● Written instruction:
List each line of the material below that contains the word "measured". Treat uppercase and lowercase as different.

● Records from an annotation dataset:
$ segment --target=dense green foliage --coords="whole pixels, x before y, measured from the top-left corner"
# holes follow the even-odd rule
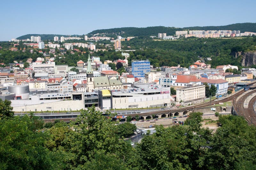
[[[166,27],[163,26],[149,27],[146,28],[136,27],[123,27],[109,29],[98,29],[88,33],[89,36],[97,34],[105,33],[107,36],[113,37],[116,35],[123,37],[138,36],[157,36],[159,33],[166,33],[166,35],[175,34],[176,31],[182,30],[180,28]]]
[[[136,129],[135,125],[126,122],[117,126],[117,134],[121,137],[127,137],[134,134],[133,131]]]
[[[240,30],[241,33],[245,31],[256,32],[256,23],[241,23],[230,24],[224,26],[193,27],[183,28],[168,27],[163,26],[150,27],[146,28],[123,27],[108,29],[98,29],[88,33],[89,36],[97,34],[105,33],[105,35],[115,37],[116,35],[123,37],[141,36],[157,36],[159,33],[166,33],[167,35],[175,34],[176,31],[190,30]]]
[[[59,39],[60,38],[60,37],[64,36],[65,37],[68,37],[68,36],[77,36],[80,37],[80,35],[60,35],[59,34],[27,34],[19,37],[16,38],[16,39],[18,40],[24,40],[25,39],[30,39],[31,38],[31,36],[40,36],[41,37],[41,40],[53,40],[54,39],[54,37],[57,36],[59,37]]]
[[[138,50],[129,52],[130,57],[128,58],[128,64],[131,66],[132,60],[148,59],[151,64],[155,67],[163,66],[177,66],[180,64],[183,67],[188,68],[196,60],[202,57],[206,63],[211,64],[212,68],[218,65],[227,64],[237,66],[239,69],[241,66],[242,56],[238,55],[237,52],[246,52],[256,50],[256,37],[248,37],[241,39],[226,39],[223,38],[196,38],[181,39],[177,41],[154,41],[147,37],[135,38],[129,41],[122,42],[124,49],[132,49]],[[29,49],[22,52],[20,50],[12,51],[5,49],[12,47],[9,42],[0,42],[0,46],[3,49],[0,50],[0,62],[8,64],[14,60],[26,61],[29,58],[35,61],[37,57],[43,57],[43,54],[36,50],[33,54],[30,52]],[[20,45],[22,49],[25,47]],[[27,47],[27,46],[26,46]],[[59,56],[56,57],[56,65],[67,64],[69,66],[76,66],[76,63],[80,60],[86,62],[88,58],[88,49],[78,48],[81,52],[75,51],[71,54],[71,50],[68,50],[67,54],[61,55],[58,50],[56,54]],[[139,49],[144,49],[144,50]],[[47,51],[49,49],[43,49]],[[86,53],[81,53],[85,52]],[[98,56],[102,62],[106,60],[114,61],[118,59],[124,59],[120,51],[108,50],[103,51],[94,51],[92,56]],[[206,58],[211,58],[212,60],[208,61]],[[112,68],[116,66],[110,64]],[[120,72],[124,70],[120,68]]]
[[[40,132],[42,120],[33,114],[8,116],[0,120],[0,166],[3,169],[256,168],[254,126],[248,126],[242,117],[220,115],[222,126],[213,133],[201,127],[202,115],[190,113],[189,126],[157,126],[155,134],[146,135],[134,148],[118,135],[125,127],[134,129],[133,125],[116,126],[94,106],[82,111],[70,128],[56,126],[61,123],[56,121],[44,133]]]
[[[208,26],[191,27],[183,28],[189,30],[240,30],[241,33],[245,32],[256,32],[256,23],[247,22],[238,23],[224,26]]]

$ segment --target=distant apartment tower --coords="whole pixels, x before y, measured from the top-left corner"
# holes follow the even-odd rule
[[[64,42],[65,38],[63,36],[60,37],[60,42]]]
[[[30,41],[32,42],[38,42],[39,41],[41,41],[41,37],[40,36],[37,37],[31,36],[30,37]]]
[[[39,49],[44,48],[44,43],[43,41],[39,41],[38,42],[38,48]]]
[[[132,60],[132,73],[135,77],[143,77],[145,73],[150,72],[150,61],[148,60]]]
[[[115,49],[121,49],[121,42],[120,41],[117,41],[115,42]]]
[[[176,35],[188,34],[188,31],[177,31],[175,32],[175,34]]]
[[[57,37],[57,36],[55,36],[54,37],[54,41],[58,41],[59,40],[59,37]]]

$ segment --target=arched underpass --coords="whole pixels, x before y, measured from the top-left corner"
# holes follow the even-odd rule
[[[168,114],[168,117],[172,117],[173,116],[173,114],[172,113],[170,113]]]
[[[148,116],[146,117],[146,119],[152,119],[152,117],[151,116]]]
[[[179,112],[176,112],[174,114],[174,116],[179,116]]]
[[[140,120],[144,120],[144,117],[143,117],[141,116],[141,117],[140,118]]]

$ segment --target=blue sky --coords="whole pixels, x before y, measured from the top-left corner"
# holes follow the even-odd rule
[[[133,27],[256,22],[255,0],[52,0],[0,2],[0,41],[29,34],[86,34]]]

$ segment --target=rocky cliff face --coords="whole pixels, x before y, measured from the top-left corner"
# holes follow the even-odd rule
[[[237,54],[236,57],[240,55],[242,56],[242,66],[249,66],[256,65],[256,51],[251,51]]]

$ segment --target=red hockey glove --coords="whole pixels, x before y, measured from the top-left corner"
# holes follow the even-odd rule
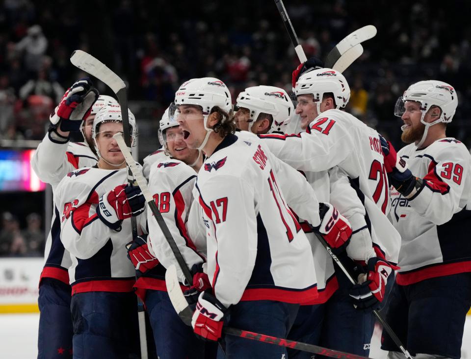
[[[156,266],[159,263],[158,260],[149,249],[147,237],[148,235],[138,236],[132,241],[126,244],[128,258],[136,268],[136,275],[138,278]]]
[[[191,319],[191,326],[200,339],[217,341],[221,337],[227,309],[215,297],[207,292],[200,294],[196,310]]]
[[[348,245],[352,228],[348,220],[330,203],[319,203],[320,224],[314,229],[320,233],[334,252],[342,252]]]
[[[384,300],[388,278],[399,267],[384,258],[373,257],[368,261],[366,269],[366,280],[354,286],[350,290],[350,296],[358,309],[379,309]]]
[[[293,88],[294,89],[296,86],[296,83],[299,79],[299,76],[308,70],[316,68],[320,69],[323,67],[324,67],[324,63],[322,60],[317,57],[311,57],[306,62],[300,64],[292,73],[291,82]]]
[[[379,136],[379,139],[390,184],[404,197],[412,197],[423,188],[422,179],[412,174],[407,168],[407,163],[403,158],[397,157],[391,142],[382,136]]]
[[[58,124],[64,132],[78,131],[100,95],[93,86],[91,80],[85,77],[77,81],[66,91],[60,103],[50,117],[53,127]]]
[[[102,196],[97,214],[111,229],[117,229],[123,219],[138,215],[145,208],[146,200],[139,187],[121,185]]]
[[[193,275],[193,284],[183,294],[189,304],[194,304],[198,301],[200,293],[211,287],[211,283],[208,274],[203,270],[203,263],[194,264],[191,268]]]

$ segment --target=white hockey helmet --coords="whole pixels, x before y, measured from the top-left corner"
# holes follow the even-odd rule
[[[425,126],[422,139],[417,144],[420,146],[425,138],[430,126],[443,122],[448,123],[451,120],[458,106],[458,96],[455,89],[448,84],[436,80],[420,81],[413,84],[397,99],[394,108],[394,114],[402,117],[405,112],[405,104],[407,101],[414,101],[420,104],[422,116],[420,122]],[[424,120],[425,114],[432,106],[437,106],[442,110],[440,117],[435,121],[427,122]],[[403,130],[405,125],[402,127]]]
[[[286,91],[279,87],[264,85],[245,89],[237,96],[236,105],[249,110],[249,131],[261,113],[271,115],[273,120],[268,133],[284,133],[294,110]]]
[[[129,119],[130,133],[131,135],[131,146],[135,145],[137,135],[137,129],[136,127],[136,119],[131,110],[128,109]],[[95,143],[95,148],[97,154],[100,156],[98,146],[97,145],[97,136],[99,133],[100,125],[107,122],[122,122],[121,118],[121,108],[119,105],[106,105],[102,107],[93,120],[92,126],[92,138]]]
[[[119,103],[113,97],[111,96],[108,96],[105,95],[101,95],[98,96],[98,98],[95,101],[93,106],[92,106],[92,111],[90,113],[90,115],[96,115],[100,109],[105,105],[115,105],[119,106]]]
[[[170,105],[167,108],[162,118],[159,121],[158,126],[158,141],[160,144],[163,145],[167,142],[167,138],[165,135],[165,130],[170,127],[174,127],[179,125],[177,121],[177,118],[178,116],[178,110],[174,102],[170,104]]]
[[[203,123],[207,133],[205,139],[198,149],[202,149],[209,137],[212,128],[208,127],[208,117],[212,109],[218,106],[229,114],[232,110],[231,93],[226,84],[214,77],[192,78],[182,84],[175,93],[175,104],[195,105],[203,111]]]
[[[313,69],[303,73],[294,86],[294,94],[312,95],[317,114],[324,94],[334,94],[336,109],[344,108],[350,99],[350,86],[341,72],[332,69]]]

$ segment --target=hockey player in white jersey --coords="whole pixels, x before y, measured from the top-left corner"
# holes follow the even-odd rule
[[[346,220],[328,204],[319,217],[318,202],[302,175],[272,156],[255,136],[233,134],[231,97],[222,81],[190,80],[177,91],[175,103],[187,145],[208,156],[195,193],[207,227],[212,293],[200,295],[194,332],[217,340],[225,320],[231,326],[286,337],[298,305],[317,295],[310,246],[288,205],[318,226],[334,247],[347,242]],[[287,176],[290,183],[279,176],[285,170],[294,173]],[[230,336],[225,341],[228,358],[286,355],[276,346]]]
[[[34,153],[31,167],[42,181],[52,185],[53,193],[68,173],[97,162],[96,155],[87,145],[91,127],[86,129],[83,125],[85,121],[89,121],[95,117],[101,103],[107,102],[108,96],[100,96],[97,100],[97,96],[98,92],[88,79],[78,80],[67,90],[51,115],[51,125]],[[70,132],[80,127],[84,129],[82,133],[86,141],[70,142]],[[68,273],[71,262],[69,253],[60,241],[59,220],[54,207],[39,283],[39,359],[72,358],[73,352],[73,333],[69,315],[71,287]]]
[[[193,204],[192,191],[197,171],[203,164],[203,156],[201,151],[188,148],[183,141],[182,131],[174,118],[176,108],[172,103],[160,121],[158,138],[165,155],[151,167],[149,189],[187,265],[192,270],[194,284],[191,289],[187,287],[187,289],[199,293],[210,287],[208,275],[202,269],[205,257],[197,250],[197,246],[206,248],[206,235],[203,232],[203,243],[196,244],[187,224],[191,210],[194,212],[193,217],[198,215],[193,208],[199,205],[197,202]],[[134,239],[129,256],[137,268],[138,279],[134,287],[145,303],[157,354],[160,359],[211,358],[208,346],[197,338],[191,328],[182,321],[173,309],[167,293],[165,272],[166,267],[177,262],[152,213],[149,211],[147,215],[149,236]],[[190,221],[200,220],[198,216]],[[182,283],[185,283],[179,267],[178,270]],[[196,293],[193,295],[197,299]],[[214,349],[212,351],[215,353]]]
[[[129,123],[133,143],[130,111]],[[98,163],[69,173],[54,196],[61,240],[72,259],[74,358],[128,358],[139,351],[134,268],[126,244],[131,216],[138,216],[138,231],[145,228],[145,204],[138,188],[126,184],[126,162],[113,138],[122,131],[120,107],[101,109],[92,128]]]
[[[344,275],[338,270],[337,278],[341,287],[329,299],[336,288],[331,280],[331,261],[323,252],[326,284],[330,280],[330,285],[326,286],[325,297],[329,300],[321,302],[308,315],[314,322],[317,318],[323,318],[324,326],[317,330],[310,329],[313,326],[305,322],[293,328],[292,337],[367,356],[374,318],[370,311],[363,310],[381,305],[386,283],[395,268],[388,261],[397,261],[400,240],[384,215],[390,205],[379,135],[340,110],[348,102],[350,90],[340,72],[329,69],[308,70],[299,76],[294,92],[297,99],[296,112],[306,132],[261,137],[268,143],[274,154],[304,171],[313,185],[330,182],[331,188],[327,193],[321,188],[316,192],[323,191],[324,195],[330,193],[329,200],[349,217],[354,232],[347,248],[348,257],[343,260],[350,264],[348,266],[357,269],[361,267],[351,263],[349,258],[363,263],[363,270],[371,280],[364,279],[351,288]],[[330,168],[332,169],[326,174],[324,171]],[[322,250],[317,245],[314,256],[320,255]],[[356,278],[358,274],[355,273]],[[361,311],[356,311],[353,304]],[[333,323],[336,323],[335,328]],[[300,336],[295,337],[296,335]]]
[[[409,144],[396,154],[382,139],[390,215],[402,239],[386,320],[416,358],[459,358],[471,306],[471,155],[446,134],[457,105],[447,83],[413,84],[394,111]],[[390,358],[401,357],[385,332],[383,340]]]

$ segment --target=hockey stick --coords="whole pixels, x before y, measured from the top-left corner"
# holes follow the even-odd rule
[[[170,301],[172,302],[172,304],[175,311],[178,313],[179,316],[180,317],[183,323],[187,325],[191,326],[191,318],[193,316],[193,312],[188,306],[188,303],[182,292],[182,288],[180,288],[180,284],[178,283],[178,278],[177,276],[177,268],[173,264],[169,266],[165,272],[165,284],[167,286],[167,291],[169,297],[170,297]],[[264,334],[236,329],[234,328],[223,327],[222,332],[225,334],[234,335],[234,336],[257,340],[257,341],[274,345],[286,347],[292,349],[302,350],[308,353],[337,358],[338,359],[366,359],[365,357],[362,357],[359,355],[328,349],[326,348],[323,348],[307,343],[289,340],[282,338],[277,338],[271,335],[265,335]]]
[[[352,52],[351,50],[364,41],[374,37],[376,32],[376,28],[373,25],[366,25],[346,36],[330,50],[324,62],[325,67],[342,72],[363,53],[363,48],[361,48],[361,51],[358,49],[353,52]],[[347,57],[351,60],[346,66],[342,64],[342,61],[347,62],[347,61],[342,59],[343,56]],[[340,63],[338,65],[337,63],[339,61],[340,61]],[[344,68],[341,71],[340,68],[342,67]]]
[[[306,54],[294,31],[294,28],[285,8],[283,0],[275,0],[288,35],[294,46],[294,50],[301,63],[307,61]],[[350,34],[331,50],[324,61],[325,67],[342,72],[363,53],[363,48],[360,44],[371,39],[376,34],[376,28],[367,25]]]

● Answer for this exercise:
$ segment --target=dense green foliage --coords="whole pixels, x before y, measured from the top-left corner"
$ segment --target=distant apartment tower --coords="whole pixels, x before y, measured from the top-left corner"
$ segment --target=arched underpass --coords="whole pixels, x before y, measured from the top-left corner"
$ segment --target=blue sky --coords="whole pixels, x before y, measured from the top-left corner"
$ segment --target=rocky cliff face --coords="whole pixels, x before y, measured from the top-left corner"
$ segment --target=red hockey glove --coords="whole pixels, x before y, measured from the top-left corner"
$ segment --target=white hockey helmet --coords="whole pixels, x before y, measured from the top-left corner"
$ segment --target=hockey player in white jersey --coords="whole pixels, x before y, measured from the top-left corner"
$ segment --target=hockey stick --coords="whole pixels, x before y, measured from the top-left corner"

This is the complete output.